**Exercise task**
In the records, copy the stretch from the line containing "Where can you see the reflective" through the line containing "Target: man's ear" with "surveying instrument" renamed to "measuring device" and nothing else changed.

**Rows**
□ □ □ □ □
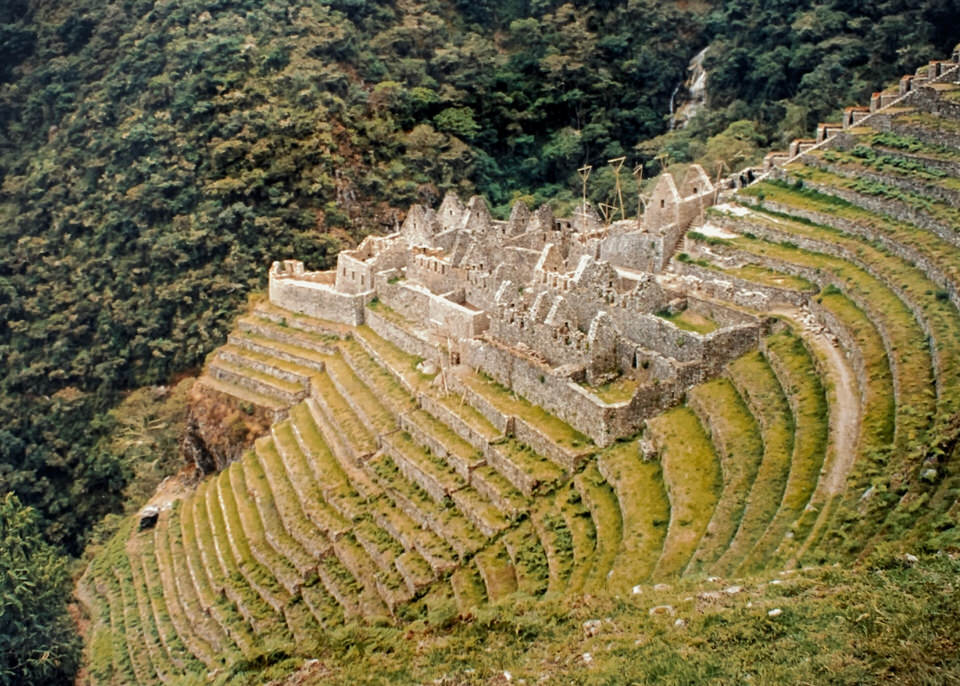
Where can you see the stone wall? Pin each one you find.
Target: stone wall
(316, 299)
□ □ □ □ □
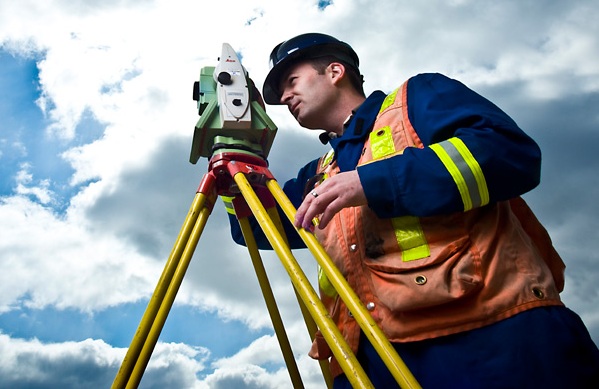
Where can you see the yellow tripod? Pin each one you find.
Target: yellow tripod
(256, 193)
□ □ □ □ □
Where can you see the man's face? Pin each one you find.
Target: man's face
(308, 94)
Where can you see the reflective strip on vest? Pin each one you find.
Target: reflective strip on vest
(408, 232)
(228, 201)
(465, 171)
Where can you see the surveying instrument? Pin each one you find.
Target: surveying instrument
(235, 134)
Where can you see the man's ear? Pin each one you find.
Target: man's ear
□ □ □ □ □
**Written response**
Where can you see the reflective strip on vest? Pin each one you find.
Target: reflective strip on vest
(408, 232)
(228, 201)
(465, 171)
Where can you see the measuring device? Pin each one you find.
Target: measuring device
(235, 134)
Where can you see the man's ear? Pin each one you find.
Target: man's ear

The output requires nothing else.